Work to complete.
Which lines in the records below contain the word "walking"? Pull out each of those lines and copy it unchanged.
* * *
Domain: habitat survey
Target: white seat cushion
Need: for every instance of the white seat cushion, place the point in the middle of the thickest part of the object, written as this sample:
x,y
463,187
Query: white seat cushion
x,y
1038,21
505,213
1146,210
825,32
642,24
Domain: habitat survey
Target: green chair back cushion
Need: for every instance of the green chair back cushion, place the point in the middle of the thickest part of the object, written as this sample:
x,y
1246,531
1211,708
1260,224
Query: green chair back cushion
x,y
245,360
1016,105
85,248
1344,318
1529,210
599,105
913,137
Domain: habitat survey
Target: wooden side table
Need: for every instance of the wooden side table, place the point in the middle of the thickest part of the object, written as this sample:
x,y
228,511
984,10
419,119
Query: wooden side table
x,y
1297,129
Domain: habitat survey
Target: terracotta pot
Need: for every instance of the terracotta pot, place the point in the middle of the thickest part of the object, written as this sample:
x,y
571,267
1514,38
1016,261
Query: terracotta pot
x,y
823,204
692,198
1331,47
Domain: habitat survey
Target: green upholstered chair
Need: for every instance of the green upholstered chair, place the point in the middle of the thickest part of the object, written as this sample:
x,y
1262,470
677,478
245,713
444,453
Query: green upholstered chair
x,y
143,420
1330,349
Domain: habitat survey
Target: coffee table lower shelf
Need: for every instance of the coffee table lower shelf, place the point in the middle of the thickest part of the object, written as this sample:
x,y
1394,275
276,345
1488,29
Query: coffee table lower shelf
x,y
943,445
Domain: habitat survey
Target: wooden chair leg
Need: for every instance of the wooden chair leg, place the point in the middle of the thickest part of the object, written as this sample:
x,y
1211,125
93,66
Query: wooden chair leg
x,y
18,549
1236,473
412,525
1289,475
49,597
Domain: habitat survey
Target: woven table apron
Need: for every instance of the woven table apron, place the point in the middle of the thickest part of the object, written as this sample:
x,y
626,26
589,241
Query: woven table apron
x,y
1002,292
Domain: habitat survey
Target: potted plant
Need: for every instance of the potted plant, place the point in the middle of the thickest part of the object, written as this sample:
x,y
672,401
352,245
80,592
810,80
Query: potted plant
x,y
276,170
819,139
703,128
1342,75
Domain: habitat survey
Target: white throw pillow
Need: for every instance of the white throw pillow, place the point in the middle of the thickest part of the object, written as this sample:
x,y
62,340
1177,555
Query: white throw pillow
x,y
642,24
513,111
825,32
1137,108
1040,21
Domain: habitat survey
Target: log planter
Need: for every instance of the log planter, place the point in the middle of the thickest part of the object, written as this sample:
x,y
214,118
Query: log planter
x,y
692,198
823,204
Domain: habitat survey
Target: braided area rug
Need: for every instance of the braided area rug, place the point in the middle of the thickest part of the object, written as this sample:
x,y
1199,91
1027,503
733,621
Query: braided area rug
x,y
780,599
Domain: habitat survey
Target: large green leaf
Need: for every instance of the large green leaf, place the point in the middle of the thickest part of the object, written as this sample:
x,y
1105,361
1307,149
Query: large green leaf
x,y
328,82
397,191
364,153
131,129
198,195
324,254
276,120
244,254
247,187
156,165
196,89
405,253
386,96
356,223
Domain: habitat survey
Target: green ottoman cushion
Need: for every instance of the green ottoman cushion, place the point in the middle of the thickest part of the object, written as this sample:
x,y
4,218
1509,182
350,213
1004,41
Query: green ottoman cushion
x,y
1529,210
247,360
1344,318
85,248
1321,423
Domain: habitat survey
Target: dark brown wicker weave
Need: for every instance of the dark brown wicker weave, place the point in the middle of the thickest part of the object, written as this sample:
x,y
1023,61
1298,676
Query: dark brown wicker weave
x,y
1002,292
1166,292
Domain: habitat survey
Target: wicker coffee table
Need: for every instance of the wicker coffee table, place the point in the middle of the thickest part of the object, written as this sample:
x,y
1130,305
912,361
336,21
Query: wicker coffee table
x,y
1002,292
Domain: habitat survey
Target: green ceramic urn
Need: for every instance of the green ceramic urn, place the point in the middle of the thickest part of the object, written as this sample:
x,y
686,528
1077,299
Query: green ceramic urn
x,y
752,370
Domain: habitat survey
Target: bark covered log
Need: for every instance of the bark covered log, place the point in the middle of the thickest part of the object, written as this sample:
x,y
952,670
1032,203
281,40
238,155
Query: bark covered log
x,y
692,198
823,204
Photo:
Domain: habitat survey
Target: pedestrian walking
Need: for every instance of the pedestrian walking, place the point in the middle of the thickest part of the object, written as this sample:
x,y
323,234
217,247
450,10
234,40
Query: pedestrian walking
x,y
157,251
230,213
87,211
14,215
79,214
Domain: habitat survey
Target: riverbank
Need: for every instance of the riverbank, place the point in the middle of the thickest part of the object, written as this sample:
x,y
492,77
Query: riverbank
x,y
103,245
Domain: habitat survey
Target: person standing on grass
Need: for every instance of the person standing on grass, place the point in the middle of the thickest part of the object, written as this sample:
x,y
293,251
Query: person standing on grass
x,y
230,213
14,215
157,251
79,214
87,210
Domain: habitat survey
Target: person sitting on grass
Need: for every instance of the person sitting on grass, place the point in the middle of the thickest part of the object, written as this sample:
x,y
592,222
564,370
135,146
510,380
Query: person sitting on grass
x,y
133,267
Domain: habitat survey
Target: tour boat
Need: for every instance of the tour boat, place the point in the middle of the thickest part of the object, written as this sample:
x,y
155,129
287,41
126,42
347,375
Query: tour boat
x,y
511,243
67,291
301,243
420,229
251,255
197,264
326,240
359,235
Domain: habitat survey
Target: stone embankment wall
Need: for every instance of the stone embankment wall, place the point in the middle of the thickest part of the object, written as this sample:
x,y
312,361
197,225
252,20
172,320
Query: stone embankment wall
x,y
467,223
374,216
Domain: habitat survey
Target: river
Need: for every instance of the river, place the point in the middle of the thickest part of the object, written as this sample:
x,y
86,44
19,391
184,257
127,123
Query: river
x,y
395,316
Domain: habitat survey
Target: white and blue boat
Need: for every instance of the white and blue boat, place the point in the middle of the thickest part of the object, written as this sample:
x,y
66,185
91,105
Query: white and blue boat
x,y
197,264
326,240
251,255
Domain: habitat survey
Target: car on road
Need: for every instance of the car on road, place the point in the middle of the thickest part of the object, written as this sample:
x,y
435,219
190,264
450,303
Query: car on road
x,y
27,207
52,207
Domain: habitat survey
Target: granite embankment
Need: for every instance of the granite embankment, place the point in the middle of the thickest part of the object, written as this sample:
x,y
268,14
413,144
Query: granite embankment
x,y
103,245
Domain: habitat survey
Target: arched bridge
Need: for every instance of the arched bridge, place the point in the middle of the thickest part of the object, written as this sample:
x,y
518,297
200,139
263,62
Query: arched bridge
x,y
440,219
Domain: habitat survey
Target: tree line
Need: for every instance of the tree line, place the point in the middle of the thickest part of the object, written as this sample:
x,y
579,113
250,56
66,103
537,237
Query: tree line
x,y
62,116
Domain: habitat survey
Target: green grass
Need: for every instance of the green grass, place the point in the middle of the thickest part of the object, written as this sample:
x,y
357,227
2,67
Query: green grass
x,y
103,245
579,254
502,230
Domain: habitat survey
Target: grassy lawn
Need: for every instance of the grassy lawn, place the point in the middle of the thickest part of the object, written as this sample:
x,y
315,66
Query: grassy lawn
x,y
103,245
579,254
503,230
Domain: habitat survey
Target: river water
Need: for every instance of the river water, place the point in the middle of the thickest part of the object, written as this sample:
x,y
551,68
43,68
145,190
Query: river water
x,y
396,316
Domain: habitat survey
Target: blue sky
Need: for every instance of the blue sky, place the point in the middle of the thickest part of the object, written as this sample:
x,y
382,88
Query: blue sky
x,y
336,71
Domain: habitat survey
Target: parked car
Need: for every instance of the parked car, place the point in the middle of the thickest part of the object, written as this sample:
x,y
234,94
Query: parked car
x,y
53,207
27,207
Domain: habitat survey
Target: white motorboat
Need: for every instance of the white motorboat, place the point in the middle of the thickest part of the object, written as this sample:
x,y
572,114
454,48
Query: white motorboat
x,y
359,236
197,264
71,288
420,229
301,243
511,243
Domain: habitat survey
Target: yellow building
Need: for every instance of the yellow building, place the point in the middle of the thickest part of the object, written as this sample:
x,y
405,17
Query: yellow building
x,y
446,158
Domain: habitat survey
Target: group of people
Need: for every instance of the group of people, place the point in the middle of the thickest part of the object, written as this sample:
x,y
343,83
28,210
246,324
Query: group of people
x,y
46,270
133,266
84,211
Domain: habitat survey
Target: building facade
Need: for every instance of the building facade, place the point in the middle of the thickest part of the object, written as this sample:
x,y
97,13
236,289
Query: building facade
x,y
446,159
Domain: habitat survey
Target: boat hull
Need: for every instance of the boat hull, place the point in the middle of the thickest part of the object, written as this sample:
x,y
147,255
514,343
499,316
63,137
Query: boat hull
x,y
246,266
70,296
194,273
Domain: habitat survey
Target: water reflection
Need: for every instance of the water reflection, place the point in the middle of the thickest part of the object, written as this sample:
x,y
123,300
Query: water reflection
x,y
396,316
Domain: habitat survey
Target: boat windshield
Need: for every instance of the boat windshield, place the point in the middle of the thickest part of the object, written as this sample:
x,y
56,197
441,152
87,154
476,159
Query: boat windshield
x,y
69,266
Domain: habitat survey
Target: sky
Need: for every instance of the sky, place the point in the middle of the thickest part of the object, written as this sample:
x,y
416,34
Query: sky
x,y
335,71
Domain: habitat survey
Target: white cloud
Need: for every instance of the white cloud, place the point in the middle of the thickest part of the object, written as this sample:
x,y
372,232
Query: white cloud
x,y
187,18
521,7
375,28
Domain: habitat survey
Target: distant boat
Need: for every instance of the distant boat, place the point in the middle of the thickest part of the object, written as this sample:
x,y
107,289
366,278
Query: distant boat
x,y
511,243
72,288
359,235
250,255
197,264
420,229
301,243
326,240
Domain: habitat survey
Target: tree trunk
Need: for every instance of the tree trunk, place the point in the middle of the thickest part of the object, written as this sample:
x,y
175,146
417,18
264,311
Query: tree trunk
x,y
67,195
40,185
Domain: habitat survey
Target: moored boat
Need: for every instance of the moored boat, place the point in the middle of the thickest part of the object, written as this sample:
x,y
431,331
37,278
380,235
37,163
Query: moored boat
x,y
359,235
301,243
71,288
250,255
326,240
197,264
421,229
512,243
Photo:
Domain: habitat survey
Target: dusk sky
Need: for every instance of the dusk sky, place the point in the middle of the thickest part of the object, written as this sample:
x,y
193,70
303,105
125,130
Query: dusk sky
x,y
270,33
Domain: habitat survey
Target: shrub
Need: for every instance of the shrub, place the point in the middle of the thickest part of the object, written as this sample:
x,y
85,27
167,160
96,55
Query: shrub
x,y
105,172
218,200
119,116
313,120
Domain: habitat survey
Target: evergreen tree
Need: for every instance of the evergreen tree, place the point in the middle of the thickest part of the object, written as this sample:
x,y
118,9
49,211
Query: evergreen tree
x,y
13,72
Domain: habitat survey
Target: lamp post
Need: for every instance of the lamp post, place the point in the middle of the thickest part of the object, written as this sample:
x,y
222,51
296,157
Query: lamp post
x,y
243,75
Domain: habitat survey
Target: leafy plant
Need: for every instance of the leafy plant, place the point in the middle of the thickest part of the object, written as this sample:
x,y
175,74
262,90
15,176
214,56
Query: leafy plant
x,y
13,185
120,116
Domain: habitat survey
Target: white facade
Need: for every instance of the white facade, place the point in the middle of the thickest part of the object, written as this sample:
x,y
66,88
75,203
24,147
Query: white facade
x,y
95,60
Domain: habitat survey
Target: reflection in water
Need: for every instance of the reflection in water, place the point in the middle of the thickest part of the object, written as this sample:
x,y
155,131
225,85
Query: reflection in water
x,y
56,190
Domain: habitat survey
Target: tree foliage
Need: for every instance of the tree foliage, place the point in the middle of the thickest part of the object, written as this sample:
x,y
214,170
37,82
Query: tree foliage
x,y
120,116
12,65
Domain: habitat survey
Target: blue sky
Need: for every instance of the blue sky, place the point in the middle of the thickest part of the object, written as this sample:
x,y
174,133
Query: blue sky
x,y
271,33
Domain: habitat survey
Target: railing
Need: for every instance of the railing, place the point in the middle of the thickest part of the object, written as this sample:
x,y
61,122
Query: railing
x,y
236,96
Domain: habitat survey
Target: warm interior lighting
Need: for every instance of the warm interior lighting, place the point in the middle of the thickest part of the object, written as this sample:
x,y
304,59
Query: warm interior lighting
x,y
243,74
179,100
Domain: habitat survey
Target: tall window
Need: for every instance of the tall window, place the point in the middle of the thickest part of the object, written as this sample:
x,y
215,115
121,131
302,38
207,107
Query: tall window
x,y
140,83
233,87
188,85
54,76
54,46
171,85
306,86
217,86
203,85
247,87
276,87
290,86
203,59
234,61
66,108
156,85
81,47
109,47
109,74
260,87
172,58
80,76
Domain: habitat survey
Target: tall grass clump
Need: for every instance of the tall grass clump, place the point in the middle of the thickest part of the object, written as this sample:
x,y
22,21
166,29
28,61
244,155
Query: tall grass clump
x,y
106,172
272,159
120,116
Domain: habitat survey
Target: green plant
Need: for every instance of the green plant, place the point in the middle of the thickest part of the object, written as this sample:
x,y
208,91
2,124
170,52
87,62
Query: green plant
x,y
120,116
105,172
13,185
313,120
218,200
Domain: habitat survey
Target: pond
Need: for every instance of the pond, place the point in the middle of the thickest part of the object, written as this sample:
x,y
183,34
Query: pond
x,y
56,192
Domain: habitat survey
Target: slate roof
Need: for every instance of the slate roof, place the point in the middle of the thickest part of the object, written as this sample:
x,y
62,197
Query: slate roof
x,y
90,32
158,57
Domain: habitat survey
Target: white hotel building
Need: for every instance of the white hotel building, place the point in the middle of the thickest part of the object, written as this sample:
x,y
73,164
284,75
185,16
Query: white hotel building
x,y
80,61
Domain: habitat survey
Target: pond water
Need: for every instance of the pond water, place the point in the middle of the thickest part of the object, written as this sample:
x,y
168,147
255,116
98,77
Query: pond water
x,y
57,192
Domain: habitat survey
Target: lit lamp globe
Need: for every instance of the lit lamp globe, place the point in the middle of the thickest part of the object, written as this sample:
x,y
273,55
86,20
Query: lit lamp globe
* * *
Output for this task.
Target: pedestrian walking
Need: for every instance of the pedestrian walking, place the point in the middle of the thickest part of the object, written as this sample:
Query: pedestrian walking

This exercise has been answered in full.